[Saved entries]

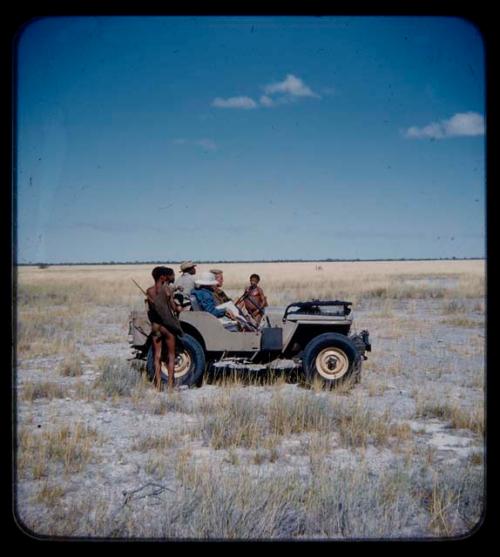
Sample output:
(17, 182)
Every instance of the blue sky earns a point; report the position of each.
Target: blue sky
(219, 138)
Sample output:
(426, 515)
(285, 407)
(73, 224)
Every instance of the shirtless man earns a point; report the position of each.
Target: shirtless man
(164, 325)
(220, 296)
(254, 299)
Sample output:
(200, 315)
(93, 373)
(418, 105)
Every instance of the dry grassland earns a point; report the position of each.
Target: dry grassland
(101, 454)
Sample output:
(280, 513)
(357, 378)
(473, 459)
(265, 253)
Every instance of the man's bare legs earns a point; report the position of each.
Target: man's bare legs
(157, 340)
(170, 341)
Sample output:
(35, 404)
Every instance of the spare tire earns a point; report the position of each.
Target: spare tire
(332, 358)
(189, 362)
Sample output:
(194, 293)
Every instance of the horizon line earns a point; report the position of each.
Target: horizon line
(210, 261)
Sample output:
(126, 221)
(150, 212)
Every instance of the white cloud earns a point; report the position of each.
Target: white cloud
(234, 102)
(266, 101)
(291, 85)
(207, 144)
(459, 125)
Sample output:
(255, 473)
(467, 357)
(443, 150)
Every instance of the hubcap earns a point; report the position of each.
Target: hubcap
(332, 363)
(181, 366)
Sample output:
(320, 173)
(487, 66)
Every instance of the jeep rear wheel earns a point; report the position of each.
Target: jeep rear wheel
(332, 358)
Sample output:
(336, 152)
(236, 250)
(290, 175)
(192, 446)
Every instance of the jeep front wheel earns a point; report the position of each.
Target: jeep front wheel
(331, 358)
(189, 362)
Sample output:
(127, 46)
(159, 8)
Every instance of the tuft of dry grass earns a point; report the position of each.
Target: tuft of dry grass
(117, 378)
(69, 446)
(156, 443)
(458, 417)
(45, 389)
(71, 366)
(49, 494)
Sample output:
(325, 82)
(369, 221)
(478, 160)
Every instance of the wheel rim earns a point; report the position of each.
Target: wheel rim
(182, 365)
(332, 363)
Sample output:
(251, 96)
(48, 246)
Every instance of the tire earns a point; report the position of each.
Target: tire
(189, 362)
(331, 358)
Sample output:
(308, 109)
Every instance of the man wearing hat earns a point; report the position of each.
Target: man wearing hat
(185, 282)
(220, 296)
(204, 294)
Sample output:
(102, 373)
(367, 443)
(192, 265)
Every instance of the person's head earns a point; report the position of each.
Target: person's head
(206, 280)
(254, 279)
(163, 274)
(188, 267)
(219, 276)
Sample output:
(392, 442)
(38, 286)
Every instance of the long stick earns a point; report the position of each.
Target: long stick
(140, 288)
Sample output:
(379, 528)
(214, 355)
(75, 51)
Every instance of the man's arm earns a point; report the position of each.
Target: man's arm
(151, 292)
(263, 298)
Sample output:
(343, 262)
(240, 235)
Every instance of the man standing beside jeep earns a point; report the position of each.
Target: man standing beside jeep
(164, 323)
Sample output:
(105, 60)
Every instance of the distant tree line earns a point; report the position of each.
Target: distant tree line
(43, 265)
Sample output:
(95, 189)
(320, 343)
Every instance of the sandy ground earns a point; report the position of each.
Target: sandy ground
(417, 356)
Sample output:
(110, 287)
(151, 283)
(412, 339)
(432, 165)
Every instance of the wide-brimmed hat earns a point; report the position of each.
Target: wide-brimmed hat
(185, 265)
(206, 279)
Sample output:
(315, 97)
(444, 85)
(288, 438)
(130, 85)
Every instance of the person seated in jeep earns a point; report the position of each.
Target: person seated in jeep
(253, 299)
(227, 312)
(204, 294)
(220, 296)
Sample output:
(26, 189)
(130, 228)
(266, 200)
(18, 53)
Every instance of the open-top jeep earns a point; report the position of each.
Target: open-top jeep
(314, 338)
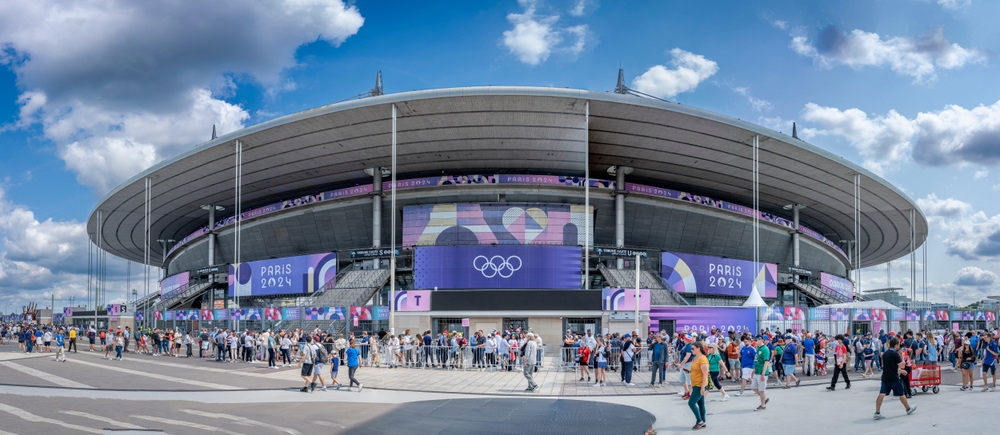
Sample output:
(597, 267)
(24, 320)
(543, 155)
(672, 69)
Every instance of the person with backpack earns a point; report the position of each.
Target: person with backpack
(529, 354)
(321, 359)
(353, 361)
(307, 356)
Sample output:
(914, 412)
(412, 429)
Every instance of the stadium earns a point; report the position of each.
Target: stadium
(513, 206)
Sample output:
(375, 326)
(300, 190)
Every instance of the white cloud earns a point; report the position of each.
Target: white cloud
(932, 206)
(688, 71)
(883, 141)
(581, 7)
(920, 59)
(535, 37)
(971, 276)
(756, 103)
(118, 85)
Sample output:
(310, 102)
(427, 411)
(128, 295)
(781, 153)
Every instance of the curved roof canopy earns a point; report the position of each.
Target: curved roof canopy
(515, 130)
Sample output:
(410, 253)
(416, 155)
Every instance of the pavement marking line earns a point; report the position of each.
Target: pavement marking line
(102, 419)
(158, 376)
(60, 381)
(208, 369)
(185, 424)
(328, 424)
(25, 415)
(244, 420)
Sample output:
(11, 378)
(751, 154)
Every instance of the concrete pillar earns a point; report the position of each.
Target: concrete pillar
(795, 236)
(620, 212)
(211, 235)
(376, 208)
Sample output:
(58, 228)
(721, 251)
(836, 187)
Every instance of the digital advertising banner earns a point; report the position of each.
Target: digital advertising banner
(303, 274)
(502, 224)
(694, 318)
(413, 300)
(174, 284)
(690, 273)
(615, 299)
(497, 267)
(840, 285)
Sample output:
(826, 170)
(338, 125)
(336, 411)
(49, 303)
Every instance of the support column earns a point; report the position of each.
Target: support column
(376, 208)
(211, 235)
(619, 172)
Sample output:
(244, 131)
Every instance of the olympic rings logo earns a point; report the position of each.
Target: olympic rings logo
(497, 265)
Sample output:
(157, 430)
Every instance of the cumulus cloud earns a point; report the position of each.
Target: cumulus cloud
(953, 135)
(956, 135)
(918, 58)
(118, 85)
(535, 37)
(688, 71)
(883, 141)
(933, 206)
(756, 103)
(971, 276)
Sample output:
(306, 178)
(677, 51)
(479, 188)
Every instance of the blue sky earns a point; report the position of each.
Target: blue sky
(93, 93)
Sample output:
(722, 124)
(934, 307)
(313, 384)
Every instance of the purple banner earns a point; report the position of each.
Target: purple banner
(291, 313)
(413, 300)
(174, 284)
(837, 284)
(500, 223)
(615, 299)
(497, 267)
(303, 274)
(692, 318)
(689, 273)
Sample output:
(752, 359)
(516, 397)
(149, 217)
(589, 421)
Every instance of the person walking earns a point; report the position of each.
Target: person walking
(306, 359)
(699, 380)
(601, 357)
(714, 368)
(353, 361)
(789, 359)
(528, 351)
(892, 369)
(839, 364)
(761, 370)
(990, 353)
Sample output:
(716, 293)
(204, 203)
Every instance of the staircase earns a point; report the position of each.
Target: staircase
(185, 296)
(353, 288)
(821, 294)
(659, 294)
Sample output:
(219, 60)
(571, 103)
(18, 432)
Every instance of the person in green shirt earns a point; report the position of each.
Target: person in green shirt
(761, 369)
(714, 358)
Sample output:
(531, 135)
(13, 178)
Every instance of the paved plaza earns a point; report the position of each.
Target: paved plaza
(88, 394)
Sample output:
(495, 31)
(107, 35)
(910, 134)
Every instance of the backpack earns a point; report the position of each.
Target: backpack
(322, 357)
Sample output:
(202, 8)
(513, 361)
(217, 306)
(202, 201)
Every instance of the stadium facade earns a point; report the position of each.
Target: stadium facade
(495, 220)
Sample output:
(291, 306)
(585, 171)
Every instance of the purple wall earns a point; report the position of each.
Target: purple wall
(705, 318)
(497, 267)
(280, 276)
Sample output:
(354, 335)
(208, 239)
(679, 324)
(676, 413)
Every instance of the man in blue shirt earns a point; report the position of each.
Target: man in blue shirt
(747, 355)
(809, 354)
(789, 359)
(991, 352)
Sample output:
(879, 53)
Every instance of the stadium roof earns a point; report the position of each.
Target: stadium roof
(511, 129)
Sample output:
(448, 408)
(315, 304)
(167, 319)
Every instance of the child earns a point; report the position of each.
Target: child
(60, 350)
(335, 362)
(869, 359)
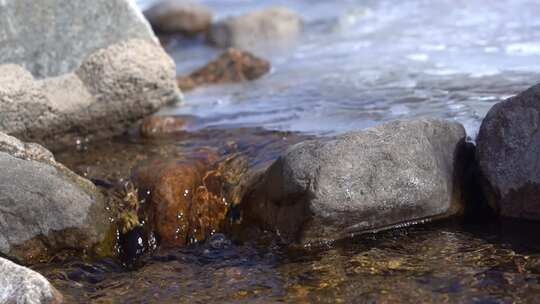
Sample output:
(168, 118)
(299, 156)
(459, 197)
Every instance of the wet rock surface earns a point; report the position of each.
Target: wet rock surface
(233, 65)
(269, 26)
(188, 199)
(508, 148)
(19, 284)
(179, 16)
(44, 207)
(392, 174)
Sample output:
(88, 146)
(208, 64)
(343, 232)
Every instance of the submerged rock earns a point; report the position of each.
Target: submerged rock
(19, 284)
(269, 26)
(508, 148)
(396, 173)
(188, 199)
(44, 207)
(97, 69)
(233, 65)
(179, 16)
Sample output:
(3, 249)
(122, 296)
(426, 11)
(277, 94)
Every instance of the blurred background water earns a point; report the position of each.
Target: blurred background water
(360, 63)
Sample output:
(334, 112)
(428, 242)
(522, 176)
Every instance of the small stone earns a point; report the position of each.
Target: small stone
(19, 284)
(179, 16)
(231, 66)
(155, 126)
(265, 27)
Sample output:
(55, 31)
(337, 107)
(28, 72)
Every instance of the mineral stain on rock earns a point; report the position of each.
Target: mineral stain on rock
(188, 200)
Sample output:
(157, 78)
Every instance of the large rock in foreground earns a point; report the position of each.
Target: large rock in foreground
(44, 207)
(52, 37)
(76, 69)
(265, 27)
(396, 173)
(19, 284)
(508, 149)
(188, 198)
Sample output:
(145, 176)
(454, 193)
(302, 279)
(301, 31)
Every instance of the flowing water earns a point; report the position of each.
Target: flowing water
(359, 63)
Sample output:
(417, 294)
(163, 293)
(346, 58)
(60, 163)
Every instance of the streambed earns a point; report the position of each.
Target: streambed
(358, 64)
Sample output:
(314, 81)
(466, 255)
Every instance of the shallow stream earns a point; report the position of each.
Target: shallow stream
(359, 63)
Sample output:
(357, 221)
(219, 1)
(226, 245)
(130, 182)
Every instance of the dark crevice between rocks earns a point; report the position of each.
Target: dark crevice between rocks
(468, 180)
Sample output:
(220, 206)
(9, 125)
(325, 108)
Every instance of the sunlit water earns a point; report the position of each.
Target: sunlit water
(360, 63)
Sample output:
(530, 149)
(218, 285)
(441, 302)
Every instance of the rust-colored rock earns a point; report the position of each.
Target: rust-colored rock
(154, 126)
(233, 65)
(188, 199)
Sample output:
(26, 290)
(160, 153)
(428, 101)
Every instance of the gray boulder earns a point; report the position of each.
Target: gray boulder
(269, 26)
(508, 149)
(19, 284)
(71, 70)
(52, 37)
(179, 16)
(394, 174)
(44, 207)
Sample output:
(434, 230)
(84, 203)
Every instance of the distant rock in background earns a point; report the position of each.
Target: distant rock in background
(508, 153)
(327, 189)
(179, 16)
(44, 207)
(233, 65)
(19, 284)
(76, 69)
(265, 27)
(156, 126)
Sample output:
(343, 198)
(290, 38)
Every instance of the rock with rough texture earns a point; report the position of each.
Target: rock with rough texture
(19, 284)
(179, 16)
(44, 207)
(189, 198)
(95, 69)
(55, 36)
(233, 65)
(268, 26)
(378, 178)
(113, 88)
(508, 146)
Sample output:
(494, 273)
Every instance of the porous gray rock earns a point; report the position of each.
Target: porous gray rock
(52, 37)
(508, 149)
(179, 16)
(77, 70)
(44, 207)
(273, 26)
(326, 189)
(19, 284)
(113, 88)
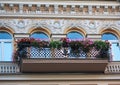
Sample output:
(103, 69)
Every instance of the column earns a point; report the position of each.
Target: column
(38, 9)
(97, 9)
(81, 9)
(2, 8)
(21, 8)
(113, 9)
(11, 7)
(64, 8)
(47, 7)
(72, 9)
(56, 9)
(57, 36)
(105, 9)
(90, 9)
(18, 36)
(30, 8)
(94, 36)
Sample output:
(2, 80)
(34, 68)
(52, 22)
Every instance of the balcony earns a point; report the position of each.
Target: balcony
(60, 9)
(61, 56)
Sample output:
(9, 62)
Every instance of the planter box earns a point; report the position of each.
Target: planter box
(63, 65)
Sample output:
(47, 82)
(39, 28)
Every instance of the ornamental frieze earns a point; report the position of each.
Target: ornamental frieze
(58, 25)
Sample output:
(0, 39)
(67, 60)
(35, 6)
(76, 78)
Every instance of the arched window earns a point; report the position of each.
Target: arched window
(109, 36)
(5, 46)
(40, 35)
(74, 35)
(115, 48)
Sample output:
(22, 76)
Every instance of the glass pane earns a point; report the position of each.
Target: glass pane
(115, 52)
(74, 35)
(0, 51)
(39, 35)
(5, 35)
(7, 51)
(109, 36)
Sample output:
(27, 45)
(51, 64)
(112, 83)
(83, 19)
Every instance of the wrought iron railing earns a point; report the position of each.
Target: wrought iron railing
(8, 68)
(34, 52)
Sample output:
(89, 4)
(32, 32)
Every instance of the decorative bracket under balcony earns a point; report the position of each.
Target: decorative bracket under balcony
(63, 65)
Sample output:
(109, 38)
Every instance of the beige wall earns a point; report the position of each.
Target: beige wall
(60, 79)
(60, 83)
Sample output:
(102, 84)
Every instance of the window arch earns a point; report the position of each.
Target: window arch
(109, 36)
(39, 35)
(74, 35)
(5, 46)
(115, 47)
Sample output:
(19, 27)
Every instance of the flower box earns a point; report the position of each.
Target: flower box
(63, 65)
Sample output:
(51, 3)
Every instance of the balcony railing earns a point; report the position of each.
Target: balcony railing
(61, 60)
(12, 68)
(8, 68)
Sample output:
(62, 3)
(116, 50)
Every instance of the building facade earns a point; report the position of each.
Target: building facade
(55, 19)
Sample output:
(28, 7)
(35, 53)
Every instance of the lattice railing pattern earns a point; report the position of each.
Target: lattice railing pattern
(113, 67)
(8, 68)
(33, 52)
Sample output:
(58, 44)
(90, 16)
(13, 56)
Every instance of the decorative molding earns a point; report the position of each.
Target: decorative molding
(57, 26)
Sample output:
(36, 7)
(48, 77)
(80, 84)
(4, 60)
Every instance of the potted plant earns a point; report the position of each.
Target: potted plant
(86, 46)
(103, 47)
(55, 45)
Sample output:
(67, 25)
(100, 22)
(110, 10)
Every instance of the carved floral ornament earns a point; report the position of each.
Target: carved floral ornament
(57, 26)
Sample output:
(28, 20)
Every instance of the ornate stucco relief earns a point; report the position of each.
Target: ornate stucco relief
(57, 26)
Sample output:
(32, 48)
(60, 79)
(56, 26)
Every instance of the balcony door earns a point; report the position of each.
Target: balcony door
(74, 35)
(115, 47)
(5, 46)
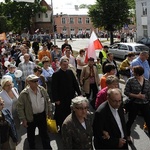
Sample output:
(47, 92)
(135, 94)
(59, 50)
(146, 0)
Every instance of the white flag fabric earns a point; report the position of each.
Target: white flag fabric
(28, 1)
(94, 44)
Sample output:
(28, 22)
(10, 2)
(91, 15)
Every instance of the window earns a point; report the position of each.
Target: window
(145, 31)
(144, 9)
(63, 21)
(46, 15)
(130, 48)
(123, 47)
(71, 20)
(79, 20)
(87, 20)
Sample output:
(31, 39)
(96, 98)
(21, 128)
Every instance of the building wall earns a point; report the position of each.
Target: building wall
(74, 28)
(143, 19)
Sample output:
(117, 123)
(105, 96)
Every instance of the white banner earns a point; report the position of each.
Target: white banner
(28, 1)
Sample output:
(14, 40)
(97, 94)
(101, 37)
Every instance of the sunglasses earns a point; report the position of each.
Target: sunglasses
(82, 108)
(1, 104)
(34, 81)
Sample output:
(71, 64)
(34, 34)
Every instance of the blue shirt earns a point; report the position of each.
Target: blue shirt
(47, 72)
(14, 79)
(144, 64)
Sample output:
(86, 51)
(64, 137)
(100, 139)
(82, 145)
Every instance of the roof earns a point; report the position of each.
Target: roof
(43, 3)
(132, 44)
(71, 11)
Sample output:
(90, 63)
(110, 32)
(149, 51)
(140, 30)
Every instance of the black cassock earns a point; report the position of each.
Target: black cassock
(64, 88)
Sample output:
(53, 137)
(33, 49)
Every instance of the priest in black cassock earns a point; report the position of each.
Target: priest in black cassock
(64, 88)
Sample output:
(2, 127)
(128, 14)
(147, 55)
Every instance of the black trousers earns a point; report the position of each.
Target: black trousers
(94, 89)
(39, 120)
(133, 112)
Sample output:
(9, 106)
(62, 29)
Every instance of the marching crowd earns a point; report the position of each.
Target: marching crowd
(88, 104)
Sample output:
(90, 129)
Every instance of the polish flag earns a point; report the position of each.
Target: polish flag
(94, 44)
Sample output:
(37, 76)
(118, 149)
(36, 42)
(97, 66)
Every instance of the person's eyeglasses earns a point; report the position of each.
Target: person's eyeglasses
(115, 101)
(1, 104)
(8, 85)
(34, 81)
(82, 108)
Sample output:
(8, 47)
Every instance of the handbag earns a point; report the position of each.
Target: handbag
(125, 72)
(51, 125)
(127, 104)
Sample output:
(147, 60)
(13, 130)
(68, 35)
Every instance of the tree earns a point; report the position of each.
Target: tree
(110, 14)
(3, 24)
(20, 13)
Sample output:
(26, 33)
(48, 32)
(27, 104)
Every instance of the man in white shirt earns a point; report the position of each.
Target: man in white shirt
(109, 118)
(33, 107)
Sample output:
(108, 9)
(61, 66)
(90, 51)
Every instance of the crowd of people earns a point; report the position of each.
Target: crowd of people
(83, 97)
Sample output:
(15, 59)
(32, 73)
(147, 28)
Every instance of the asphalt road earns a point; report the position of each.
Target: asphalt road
(140, 138)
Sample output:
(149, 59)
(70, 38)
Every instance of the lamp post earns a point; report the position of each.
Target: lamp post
(53, 23)
(68, 22)
(69, 27)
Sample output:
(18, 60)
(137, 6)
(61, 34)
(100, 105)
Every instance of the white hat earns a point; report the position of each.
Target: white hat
(32, 77)
(5, 79)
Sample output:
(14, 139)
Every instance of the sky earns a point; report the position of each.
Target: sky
(67, 3)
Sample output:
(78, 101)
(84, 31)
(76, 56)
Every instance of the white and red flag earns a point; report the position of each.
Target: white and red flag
(94, 44)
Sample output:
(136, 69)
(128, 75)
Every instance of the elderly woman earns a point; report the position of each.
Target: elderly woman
(89, 79)
(47, 72)
(137, 89)
(10, 95)
(125, 66)
(77, 127)
(80, 62)
(7, 127)
(38, 72)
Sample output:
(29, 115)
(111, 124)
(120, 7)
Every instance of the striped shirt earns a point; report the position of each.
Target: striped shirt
(26, 68)
(133, 86)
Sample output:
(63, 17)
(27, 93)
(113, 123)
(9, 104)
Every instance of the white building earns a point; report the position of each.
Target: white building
(143, 18)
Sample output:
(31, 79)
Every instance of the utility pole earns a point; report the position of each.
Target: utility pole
(53, 23)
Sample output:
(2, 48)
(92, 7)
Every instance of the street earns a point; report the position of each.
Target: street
(140, 139)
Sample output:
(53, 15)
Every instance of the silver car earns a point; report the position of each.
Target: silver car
(121, 50)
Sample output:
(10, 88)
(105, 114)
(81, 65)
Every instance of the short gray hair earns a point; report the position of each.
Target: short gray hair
(78, 100)
(64, 60)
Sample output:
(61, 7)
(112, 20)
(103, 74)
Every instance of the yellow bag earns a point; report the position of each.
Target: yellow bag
(51, 125)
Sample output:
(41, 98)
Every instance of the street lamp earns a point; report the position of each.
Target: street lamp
(69, 26)
(53, 23)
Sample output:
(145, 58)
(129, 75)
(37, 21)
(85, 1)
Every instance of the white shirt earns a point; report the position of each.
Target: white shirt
(117, 118)
(37, 101)
(82, 59)
(71, 60)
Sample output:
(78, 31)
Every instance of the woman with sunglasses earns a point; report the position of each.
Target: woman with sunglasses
(77, 127)
(7, 127)
(10, 95)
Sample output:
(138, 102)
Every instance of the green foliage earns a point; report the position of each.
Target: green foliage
(20, 14)
(131, 4)
(3, 24)
(110, 14)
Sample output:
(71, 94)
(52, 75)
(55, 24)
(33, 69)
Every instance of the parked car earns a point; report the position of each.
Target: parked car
(121, 50)
(145, 41)
(43, 38)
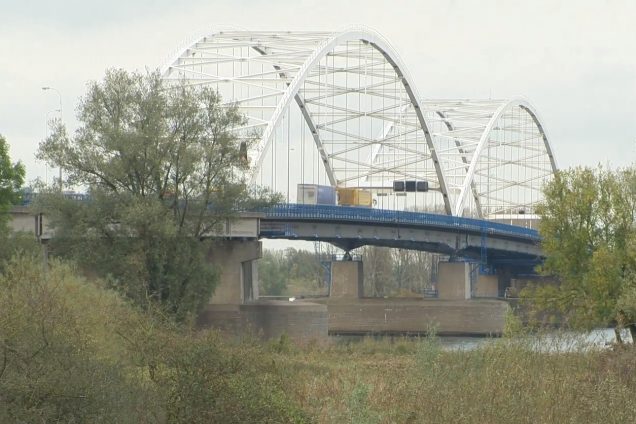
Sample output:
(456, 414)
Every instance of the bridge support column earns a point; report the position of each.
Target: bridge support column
(486, 285)
(236, 261)
(347, 279)
(453, 282)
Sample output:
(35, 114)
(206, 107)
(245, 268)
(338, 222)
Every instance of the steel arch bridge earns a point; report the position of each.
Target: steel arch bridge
(342, 109)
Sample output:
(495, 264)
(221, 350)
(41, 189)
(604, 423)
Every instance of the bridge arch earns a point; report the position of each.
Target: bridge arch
(300, 67)
(505, 151)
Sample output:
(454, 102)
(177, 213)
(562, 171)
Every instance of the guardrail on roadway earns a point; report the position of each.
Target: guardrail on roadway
(385, 216)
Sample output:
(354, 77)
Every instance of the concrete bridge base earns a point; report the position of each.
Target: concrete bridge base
(238, 279)
(302, 322)
(417, 316)
(347, 279)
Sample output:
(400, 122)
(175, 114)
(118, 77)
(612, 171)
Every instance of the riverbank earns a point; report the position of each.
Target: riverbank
(412, 381)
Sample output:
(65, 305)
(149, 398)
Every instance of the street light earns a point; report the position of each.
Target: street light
(46, 135)
(59, 95)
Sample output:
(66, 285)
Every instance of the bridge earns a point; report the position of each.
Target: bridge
(342, 110)
(460, 177)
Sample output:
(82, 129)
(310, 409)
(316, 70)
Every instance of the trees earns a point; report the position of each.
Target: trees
(163, 169)
(11, 179)
(587, 227)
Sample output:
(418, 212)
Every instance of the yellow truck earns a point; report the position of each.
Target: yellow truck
(349, 196)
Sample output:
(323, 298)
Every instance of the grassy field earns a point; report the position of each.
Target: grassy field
(410, 381)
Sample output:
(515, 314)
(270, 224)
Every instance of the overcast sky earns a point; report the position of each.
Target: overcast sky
(574, 60)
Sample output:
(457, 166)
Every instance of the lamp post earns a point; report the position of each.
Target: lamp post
(46, 135)
(59, 95)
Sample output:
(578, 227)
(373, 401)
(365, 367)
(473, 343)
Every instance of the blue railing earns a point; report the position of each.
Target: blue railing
(28, 197)
(369, 215)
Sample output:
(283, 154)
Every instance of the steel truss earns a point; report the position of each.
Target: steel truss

DIRECTIONS >>
List the lines of the entries that include "truss".

ANSWER FOR THE TASK >>
Every instance of the steel truss earns a point; report the position of each.
Target: steel truss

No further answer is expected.